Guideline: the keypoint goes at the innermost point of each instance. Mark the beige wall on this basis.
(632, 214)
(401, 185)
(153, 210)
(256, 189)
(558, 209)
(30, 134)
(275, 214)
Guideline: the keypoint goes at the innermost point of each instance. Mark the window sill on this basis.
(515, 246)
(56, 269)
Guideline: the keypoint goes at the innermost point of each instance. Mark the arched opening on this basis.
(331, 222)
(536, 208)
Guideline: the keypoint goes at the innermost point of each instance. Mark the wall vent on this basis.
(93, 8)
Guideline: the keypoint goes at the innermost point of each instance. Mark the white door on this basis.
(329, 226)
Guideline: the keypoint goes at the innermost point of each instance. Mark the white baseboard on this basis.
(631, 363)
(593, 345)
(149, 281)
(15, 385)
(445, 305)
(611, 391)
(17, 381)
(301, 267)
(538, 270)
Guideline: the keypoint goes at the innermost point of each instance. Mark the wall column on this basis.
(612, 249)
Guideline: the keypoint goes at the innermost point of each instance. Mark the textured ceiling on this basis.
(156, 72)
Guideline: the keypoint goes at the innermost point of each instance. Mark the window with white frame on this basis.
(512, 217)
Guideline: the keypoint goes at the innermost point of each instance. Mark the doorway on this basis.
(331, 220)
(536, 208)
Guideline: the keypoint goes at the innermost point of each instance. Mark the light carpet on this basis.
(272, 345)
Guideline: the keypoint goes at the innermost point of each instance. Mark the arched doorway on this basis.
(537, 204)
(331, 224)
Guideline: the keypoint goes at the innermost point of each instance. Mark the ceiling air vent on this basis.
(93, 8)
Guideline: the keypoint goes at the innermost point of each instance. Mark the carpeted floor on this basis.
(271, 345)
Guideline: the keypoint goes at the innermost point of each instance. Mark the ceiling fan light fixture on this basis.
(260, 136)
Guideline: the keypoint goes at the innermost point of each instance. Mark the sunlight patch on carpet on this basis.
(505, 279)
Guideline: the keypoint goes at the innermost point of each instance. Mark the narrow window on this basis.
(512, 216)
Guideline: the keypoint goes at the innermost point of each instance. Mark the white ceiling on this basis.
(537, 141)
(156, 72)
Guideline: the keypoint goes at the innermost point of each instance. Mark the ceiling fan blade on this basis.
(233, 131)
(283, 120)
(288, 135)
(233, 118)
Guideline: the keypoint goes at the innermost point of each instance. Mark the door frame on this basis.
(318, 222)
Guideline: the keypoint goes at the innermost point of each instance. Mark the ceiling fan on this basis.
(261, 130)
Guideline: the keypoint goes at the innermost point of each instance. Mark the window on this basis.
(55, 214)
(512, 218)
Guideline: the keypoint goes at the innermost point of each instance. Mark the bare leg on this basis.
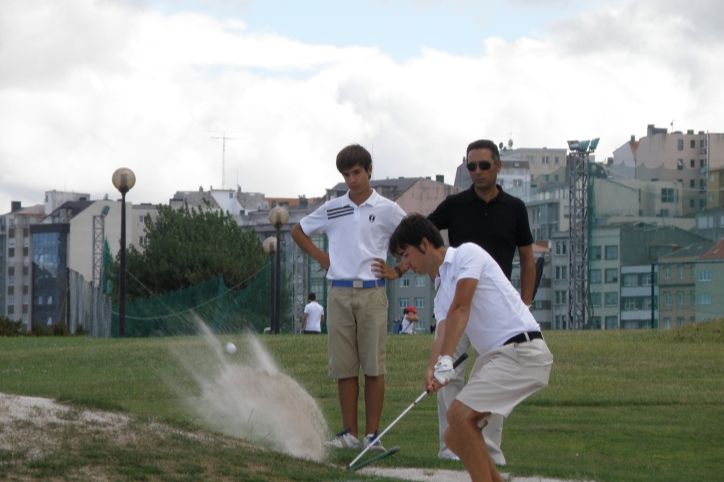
(348, 391)
(374, 400)
(463, 437)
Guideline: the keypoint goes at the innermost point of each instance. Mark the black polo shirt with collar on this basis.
(499, 226)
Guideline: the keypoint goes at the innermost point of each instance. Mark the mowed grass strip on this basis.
(621, 406)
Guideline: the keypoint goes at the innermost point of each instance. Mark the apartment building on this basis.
(679, 157)
(43, 242)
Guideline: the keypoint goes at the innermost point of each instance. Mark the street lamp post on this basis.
(270, 248)
(123, 180)
(278, 216)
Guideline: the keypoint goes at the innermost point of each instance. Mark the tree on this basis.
(185, 247)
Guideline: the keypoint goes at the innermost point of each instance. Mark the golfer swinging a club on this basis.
(475, 297)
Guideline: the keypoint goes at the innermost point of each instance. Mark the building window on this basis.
(667, 195)
(595, 253)
(561, 247)
(611, 252)
(611, 322)
(612, 275)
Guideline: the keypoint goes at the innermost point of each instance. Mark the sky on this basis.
(89, 86)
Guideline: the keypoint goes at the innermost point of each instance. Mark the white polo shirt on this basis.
(314, 313)
(497, 312)
(357, 234)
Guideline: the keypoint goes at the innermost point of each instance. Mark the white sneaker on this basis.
(343, 440)
(376, 444)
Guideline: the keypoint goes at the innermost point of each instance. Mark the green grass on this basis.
(621, 406)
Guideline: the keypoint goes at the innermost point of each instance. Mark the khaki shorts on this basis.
(357, 328)
(505, 376)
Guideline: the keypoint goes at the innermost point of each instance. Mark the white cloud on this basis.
(91, 87)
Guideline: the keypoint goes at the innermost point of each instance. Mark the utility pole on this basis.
(578, 192)
(223, 138)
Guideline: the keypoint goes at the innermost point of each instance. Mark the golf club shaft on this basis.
(462, 358)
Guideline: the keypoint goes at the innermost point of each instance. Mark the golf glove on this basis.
(444, 370)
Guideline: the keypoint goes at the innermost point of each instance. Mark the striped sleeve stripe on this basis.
(339, 212)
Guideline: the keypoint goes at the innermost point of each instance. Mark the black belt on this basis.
(525, 336)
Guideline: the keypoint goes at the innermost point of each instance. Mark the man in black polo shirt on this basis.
(498, 222)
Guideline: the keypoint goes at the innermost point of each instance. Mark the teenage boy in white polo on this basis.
(474, 297)
(313, 316)
(358, 225)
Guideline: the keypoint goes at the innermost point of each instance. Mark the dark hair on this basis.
(411, 231)
(353, 155)
(484, 144)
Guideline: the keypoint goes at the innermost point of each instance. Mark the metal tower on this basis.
(577, 163)
(299, 286)
(99, 236)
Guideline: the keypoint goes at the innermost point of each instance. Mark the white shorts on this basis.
(505, 376)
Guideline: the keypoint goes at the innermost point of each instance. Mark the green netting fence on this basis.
(222, 309)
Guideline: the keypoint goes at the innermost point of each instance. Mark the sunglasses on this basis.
(483, 165)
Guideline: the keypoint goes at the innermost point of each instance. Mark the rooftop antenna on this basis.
(223, 138)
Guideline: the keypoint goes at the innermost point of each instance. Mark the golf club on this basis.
(462, 358)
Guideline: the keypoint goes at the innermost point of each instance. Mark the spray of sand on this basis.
(246, 396)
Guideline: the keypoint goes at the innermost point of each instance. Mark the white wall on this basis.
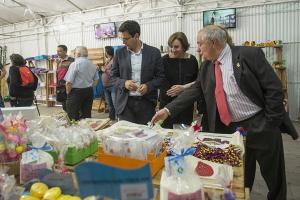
(158, 20)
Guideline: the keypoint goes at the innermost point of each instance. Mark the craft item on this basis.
(52, 194)
(38, 190)
(204, 169)
(230, 155)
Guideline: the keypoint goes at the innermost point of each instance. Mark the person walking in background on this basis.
(109, 90)
(80, 78)
(2, 75)
(63, 63)
(240, 89)
(21, 82)
(181, 70)
(137, 72)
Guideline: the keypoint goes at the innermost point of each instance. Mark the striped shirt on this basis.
(240, 106)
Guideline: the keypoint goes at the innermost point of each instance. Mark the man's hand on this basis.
(131, 85)
(175, 90)
(143, 89)
(160, 115)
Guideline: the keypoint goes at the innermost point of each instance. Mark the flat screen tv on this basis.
(105, 30)
(223, 17)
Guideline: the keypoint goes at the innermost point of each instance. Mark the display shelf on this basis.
(47, 80)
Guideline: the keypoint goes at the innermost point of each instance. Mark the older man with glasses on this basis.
(136, 73)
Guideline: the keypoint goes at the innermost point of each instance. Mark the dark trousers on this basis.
(79, 103)
(64, 104)
(138, 110)
(264, 145)
(110, 98)
(1, 102)
(21, 102)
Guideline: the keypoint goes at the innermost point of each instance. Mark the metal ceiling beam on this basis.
(73, 4)
(5, 20)
(26, 7)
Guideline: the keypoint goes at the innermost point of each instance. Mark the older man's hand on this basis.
(131, 85)
(143, 89)
(160, 115)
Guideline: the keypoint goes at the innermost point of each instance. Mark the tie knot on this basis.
(217, 63)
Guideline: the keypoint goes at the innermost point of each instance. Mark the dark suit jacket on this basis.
(256, 79)
(152, 74)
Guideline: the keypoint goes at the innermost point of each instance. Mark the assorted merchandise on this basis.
(132, 142)
(8, 186)
(220, 148)
(39, 191)
(12, 138)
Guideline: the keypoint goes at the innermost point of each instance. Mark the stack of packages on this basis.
(70, 144)
(125, 143)
(200, 165)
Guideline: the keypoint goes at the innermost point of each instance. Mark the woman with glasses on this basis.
(181, 69)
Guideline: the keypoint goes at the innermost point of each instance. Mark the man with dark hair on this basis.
(137, 72)
(109, 89)
(63, 64)
(80, 79)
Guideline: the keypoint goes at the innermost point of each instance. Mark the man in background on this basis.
(80, 79)
(136, 73)
(63, 63)
(239, 88)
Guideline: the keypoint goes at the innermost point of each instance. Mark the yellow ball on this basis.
(27, 197)
(52, 194)
(65, 197)
(20, 149)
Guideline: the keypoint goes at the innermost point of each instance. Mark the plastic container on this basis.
(156, 163)
(74, 156)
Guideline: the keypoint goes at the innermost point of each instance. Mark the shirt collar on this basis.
(224, 53)
(64, 59)
(139, 52)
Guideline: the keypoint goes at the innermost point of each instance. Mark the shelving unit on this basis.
(45, 92)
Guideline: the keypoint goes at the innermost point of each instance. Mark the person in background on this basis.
(109, 90)
(63, 63)
(80, 78)
(240, 89)
(2, 75)
(20, 96)
(181, 70)
(137, 72)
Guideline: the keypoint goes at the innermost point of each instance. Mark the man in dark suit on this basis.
(136, 73)
(239, 88)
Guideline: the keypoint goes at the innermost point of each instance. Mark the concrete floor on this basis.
(259, 192)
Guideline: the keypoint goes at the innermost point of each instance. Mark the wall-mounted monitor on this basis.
(223, 17)
(105, 30)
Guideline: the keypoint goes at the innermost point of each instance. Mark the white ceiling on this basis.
(12, 11)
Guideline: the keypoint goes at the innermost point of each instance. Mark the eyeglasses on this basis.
(124, 39)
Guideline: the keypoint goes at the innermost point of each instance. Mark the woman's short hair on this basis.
(182, 39)
(17, 60)
(109, 50)
(214, 32)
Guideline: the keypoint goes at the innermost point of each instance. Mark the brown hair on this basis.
(181, 37)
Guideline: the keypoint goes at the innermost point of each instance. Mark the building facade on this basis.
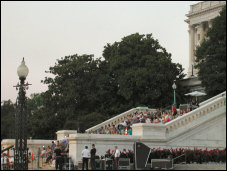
(200, 19)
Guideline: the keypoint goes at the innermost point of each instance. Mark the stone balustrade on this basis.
(205, 5)
(209, 111)
(213, 98)
(117, 119)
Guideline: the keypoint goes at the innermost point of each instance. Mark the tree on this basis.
(8, 110)
(134, 72)
(142, 71)
(211, 57)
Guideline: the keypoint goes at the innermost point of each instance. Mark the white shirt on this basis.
(117, 153)
(86, 153)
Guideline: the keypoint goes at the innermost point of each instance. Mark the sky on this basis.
(44, 31)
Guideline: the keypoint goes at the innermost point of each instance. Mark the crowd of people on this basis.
(160, 116)
(53, 154)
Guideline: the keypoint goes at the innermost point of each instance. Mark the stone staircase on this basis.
(42, 166)
(117, 119)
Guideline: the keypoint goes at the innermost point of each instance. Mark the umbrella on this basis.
(195, 93)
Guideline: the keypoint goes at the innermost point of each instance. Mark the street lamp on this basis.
(174, 88)
(21, 150)
(192, 69)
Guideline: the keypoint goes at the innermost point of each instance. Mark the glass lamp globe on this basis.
(22, 70)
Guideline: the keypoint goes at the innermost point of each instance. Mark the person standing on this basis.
(38, 154)
(117, 155)
(53, 146)
(58, 158)
(93, 152)
(85, 154)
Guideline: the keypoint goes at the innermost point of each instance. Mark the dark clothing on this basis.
(58, 152)
(59, 160)
(116, 163)
(85, 161)
(93, 165)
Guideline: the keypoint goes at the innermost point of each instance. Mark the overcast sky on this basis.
(43, 32)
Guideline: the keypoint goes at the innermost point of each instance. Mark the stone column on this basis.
(210, 23)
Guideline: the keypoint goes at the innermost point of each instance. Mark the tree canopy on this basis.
(211, 57)
(137, 71)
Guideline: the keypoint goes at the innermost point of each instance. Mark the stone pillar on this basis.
(210, 23)
(191, 32)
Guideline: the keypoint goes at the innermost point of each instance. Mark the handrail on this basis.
(216, 104)
(213, 98)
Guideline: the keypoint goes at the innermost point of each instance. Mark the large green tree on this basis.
(134, 72)
(142, 71)
(211, 57)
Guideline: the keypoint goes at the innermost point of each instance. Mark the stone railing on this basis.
(208, 111)
(117, 119)
(212, 110)
(213, 98)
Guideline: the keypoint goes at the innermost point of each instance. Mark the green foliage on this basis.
(7, 119)
(134, 72)
(142, 71)
(211, 56)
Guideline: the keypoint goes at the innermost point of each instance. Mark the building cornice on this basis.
(205, 10)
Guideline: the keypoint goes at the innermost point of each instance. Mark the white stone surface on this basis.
(200, 19)
(202, 128)
(62, 134)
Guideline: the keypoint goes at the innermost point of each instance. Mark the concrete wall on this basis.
(33, 145)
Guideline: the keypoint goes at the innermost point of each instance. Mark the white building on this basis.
(200, 18)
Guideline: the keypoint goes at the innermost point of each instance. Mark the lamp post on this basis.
(192, 69)
(174, 88)
(21, 150)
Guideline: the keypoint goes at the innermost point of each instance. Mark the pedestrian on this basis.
(53, 146)
(117, 155)
(38, 154)
(93, 152)
(85, 154)
(59, 153)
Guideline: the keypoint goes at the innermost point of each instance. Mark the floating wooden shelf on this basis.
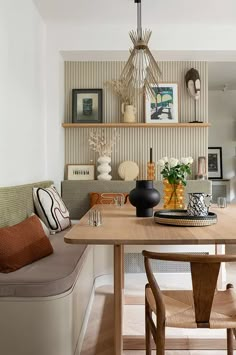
(134, 125)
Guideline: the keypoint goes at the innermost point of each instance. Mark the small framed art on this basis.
(80, 172)
(215, 163)
(86, 105)
(163, 106)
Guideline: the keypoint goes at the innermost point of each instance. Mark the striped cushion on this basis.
(51, 209)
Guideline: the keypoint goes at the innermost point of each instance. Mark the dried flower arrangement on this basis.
(121, 89)
(100, 143)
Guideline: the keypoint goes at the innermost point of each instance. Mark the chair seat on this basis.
(180, 309)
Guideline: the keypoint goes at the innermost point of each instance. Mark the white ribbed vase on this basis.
(104, 168)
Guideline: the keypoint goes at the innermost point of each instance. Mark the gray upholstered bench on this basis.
(44, 303)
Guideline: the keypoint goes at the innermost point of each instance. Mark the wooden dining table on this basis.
(121, 227)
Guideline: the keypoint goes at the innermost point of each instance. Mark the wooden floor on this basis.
(99, 335)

> [Short problem]: All lines from the line containing "seat on this basis." through the end of the listing above are to be duplicated exactly; include both ends and nothing further.

> [Written response]:
Guideline: the keypoint goes at the innermost point of each instance. Mark the chair seat on this basis.
(180, 309)
Guideline: the keypoint goes at the innermost point of each instance. Mark the white ribbed vase on this basis.
(104, 168)
Guideline: the keypoint goes at the innermost point of each instance. Mark the gray upholstered bench on this basis.
(44, 303)
Guideline: the keypoint goes at the innermost point of each instance. Mark the wooden dining table on this basis.
(121, 227)
Guideline: the keypoint goes at the innermost point of each instance. Mark the wooden floor on this basis.
(99, 335)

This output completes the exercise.